Task directions: Reproduce all the lines exactly as they stand, apart from the pictures.
--------------------------------------------------
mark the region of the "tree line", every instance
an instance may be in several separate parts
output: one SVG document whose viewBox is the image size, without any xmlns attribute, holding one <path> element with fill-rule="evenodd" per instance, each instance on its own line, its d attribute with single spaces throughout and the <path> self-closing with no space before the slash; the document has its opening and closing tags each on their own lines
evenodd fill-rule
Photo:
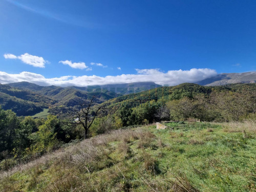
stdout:
<svg viewBox="0 0 256 192">
<path fill-rule="evenodd" d="M 256 120 L 255 89 L 175 91 L 155 98 L 141 95 L 143 102 L 140 100 L 136 104 L 131 95 L 107 105 L 94 103 L 93 97 L 64 119 L 52 115 L 46 119 L 18 117 L 11 110 L 0 109 L 0 169 L 30 161 L 70 142 L 125 126 L 189 119 Z"/>
</svg>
--------------------------------------------------
Task response:
mark the region of the "tree line", every instance
an instance may be in several separate parts
output: one SVG document whose viewBox is the image size, without any xmlns attribute, holding one <path> element with fill-rule="evenodd" per instance, each instance on its own line, its d attribute with single spaces throughout and the <path> self-closing with no space before the slash; the document has its opening and closing tags each on their own lines
evenodd fill-rule
Photo:
stdout:
<svg viewBox="0 0 256 192">
<path fill-rule="evenodd" d="M 256 120 L 255 89 L 175 91 L 155 98 L 141 95 L 143 102 L 140 100 L 136 104 L 131 95 L 107 105 L 94 103 L 93 97 L 64 119 L 52 115 L 46 119 L 18 117 L 11 110 L 0 109 L 0 169 L 30 161 L 70 142 L 125 126 L 189 119 Z"/>
</svg>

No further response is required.